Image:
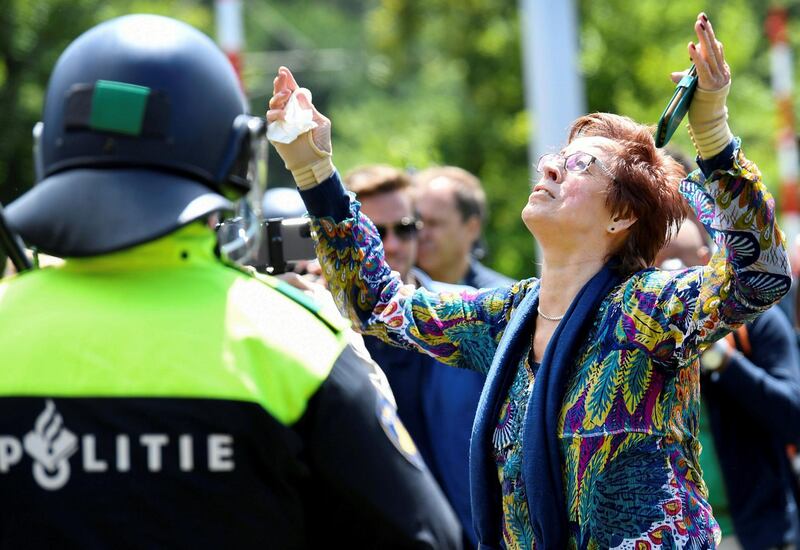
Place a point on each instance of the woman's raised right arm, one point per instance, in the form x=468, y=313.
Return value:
x=458, y=329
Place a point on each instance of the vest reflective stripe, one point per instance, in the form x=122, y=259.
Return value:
x=172, y=326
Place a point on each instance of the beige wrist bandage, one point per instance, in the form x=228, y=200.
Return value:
x=708, y=121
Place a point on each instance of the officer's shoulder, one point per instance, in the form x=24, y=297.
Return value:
x=280, y=298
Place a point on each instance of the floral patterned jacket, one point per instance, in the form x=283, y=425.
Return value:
x=628, y=424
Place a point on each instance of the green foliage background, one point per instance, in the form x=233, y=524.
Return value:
x=415, y=83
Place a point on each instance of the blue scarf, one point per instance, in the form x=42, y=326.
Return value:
x=541, y=458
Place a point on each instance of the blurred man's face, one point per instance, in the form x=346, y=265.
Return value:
x=446, y=238
x=387, y=211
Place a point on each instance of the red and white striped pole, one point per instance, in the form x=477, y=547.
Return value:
x=786, y=142
x=230, y=32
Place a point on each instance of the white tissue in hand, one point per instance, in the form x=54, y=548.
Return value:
x=297, y=120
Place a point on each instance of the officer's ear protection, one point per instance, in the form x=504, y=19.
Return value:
x=243, y=165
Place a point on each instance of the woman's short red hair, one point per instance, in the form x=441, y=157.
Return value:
x=646, y=186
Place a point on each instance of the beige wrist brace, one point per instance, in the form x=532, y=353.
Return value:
x=308, y=164
x=708, y=121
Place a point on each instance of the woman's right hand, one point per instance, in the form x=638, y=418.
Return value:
x=708, y=116
x=309, y=156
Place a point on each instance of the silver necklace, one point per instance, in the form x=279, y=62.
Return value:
x=539, y=310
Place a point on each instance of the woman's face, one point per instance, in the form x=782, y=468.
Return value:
x=569, y=204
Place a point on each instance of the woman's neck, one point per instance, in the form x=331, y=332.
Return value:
x=562, y=279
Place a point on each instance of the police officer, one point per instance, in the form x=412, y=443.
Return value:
x=150, y=395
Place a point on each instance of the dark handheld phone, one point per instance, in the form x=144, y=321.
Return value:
x=677, y=108
x=283, y=242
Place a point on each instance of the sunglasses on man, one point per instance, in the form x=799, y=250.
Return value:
x=406, y=229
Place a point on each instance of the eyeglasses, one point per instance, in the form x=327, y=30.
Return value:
x=406, y=229
x=576, y=163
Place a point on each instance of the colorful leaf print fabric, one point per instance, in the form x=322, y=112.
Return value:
x=628, y=422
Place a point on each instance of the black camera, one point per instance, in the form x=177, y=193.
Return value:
x=283, y=242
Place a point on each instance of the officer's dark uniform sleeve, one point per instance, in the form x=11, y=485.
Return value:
x=370, y=487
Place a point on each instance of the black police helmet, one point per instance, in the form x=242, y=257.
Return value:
x=145, y=130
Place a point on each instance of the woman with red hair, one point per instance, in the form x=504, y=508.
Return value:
x=586, y=432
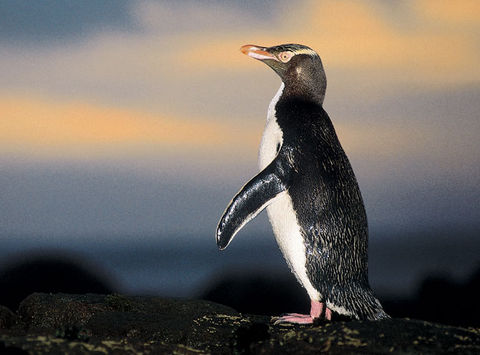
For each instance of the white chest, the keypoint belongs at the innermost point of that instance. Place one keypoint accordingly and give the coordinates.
(280, 212)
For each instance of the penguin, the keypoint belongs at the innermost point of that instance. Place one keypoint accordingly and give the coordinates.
(310, 192)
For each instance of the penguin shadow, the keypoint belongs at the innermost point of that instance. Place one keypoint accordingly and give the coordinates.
(443, 300)
(254, 293)
(49, 273)
(439, 299)
(257, 293)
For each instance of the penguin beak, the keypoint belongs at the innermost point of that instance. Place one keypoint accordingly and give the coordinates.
(257, 52)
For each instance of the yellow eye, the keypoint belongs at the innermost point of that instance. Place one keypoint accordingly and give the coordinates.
(285, 56)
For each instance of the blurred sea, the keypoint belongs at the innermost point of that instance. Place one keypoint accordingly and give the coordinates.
(186, 266)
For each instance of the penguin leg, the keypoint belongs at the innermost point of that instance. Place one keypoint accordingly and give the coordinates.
(316, 310)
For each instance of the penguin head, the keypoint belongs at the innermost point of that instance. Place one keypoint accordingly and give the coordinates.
(299, 67)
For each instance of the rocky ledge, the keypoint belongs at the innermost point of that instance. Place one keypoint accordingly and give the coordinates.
(80, 324)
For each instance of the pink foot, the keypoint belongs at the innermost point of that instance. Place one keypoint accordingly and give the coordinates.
(315, 312)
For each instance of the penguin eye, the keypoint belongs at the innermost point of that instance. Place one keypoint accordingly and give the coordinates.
(285, 56)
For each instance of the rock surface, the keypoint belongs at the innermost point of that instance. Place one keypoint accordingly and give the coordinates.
(81, 324)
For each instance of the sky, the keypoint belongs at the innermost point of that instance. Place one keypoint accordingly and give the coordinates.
(126, 118)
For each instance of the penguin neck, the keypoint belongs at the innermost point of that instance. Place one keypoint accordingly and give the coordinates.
(299, 90)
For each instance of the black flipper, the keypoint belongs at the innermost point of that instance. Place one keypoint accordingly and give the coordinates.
(252, 199)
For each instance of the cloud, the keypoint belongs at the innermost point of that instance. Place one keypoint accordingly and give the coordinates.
(39, 127)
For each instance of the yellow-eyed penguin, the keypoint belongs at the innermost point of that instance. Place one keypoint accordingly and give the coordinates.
(310, 191)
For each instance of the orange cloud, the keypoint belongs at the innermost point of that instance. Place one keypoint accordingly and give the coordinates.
(36, 126)
(357, 36)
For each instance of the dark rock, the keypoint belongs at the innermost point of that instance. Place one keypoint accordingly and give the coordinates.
(81, 324)
(7, 317)
(50, 272)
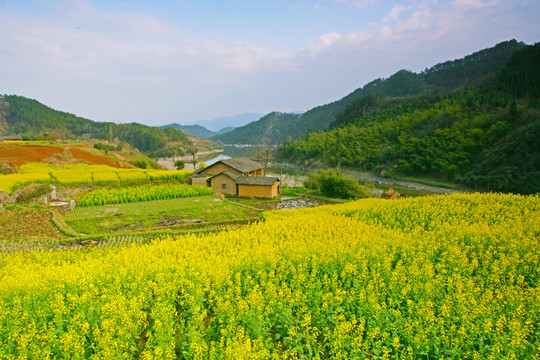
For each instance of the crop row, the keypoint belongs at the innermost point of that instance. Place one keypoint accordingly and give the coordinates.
(80, 174)
(142, 193)
(426, 278)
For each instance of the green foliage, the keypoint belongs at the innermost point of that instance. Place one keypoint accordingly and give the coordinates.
(335, 184)
(31, 119)
(272, 127)
(37, 192)
(143, 193)
(171, 151)
(484, 136)
(179, 164)
(294, 190)
(472, 68)
(450, 75)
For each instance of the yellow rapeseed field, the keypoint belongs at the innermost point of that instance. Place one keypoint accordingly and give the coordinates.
(79, 174)
(442, 277)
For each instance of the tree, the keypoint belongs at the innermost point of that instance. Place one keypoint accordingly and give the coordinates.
(334, 184)
(179, 164)
(193, 151)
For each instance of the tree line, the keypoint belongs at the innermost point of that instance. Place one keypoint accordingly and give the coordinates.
(483, 136)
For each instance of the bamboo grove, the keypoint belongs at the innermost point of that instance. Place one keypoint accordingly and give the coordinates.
(442, 277)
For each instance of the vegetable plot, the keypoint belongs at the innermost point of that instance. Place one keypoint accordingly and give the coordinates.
(143, 193)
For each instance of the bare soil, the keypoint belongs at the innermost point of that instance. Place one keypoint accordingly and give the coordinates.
(28, 223)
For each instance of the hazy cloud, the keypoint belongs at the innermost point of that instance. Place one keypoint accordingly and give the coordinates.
(139, 67)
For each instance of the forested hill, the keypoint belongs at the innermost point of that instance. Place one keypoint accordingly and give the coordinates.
(270, 129)
(33, 120)
(483, 136)
(446, 76)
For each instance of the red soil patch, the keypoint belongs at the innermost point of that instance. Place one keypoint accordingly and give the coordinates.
(93, 159)
(28, 223)
(17, 155)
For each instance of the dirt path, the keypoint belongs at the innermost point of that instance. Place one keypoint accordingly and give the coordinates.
(416, 185)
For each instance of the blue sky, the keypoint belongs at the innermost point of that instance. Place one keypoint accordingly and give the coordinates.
· · · · ·
Gather each line of the records holding the string "blue".

EXERCISE ANSWER:
Place a point on each instance of the blue scarf, one point per instance, in the form x=42, y=326.
For each instance of the blue sky, the keypoint belongs at the innermost point of that instance. Place one keypoint accordingly and give the coordinates.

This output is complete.